━━━ BEREITGESTELLTES MATERIAL
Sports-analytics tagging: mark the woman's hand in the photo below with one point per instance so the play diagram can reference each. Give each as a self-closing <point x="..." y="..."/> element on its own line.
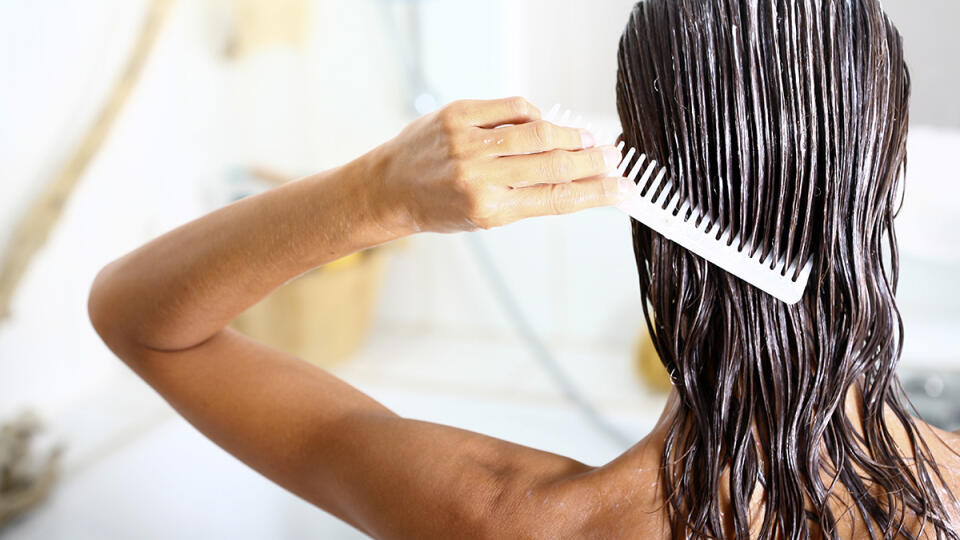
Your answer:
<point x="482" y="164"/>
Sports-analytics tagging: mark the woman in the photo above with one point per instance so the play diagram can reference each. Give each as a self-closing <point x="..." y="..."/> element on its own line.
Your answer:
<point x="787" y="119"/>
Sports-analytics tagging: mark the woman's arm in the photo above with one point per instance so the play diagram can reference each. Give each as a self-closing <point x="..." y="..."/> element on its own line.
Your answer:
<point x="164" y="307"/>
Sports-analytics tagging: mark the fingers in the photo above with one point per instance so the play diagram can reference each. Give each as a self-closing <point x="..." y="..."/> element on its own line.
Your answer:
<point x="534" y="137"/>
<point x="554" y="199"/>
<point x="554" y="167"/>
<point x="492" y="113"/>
━━━━━━
━━━ BEREITGESTELLTES MATERIAL
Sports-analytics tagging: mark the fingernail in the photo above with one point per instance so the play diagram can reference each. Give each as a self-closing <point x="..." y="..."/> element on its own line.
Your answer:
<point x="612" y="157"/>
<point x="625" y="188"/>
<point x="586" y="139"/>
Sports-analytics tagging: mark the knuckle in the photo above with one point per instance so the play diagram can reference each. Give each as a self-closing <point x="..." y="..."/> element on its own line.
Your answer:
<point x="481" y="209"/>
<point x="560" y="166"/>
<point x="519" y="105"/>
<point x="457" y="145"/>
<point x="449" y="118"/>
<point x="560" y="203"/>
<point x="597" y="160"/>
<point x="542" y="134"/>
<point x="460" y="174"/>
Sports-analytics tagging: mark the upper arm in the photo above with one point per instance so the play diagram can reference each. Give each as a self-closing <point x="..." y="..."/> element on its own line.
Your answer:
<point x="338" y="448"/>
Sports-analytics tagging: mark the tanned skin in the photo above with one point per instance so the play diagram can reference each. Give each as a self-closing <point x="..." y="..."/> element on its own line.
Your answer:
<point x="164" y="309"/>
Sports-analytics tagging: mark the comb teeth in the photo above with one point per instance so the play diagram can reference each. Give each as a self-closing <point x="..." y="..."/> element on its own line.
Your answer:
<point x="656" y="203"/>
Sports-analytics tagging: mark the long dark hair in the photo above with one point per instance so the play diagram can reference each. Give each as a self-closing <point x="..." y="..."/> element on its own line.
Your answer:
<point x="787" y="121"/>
━━━━━━
Ermittle, in wie vielen der obigen Zeilen die Zeichenfolge „woman“ vorkommt, wobei Groß- und Kleinschreibung zu beachten ist. Gib nur die Zahl an.

3